» Exercise directions:
Here the answer should be the line with "Would you mind tagging the bentwood" and all the lines after it through the end of the listing, each repeated exactly, and no other text.

· · · · · · ·

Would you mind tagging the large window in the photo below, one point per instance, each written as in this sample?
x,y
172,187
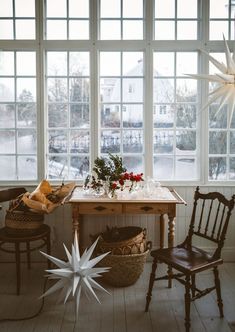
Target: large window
x,y
82,78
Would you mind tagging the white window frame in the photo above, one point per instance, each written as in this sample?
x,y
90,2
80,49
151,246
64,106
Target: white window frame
x,y
148,45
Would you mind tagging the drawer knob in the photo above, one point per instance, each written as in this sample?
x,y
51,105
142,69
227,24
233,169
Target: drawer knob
x,y
100,208
146,208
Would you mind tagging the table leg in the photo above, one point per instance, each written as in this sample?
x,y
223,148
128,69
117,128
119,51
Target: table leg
x,y
17,256
162,230
77,225
171,238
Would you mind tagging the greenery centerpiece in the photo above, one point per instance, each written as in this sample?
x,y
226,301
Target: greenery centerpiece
x,y
110,174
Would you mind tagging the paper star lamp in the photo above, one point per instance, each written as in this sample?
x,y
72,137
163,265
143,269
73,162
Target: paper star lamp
x,y
76,275
225,93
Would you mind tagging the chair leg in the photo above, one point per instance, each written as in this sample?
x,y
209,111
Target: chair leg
x,y
28,255
17,256
218,291
193,280
151,282
48,244
187,300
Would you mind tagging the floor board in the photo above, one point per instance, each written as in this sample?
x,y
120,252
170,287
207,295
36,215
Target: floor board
x,y
120,311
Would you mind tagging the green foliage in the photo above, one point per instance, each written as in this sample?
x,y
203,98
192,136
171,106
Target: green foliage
x,y
111,168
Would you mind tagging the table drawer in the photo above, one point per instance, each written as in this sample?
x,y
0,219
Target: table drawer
x,y
100,208
148,208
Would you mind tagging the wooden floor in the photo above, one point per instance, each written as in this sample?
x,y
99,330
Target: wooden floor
x,y
121,311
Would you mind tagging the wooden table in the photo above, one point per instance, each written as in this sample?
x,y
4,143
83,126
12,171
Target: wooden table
x,y
163,202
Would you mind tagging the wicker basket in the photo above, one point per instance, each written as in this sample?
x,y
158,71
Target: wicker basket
x,y
19,221
133,241
125,269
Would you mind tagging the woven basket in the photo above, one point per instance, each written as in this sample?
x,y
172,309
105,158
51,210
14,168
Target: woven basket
x,y
135,242
19,221
125,269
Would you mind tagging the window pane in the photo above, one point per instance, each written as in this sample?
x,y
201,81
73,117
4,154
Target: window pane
x,y
26,89
132,116
110,116
27,166
57,89
164,30
7,141
163,168
217,142
163,141
79,89
187,30
79,64
7,90
185,168
25,29
165,9
57,115
219,9
163,64
56,29
232,168
132,29
7,116
110,63
56,8
78,29
79,8
79,115
79,168
8,168
79,141
186,63
217,29
25,9
110,30
57,63
187,8
27,141
26,115
132,141
133,8
110,8
133,164
6,63
6,8
6,29
132,90
110,141
217,168
26,63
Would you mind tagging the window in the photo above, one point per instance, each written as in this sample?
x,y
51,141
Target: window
x,y
121,19
67,19
175,121
18,134
17,21
68,105
82,78
122,127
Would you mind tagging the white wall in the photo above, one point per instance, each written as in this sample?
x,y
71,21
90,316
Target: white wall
x,y
61,224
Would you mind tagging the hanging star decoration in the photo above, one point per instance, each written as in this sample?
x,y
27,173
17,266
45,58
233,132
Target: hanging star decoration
x,y
76,275
226,80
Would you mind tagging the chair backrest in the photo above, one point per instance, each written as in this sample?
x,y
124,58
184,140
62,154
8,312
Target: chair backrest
x,y
210,217
11,193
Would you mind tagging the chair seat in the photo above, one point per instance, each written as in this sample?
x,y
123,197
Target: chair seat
x,y
185,260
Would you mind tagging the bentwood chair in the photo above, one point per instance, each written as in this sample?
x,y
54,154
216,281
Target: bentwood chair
x,y
41,236
210,218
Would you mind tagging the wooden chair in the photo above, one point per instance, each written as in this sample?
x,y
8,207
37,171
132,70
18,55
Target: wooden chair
x,y
210,218
41,235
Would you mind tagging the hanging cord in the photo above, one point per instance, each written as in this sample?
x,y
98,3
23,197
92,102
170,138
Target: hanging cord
x,y
32,316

· · · · · · ·

» The completed task:
Would you mind tagging the bentwood chair in the photo above, one point per instance, each written as in this sample?
x,y
54,154
216,281
Target: bentwood chair
x,y
41,236
210,218
Would you mind tagging the wooden chair in the photo above, one point per instance, each written as in this sample?
x,y
8,207
37,171
132,70
18,55
Target: wooden chair
x,y
210,218
41,235
Would you mind tagging the hanging cord in the photo above, one point per instance, each written as in this sample?
x,y
98,3
23,197
92,102
170,138
Target: hanging cord
x,y
32,316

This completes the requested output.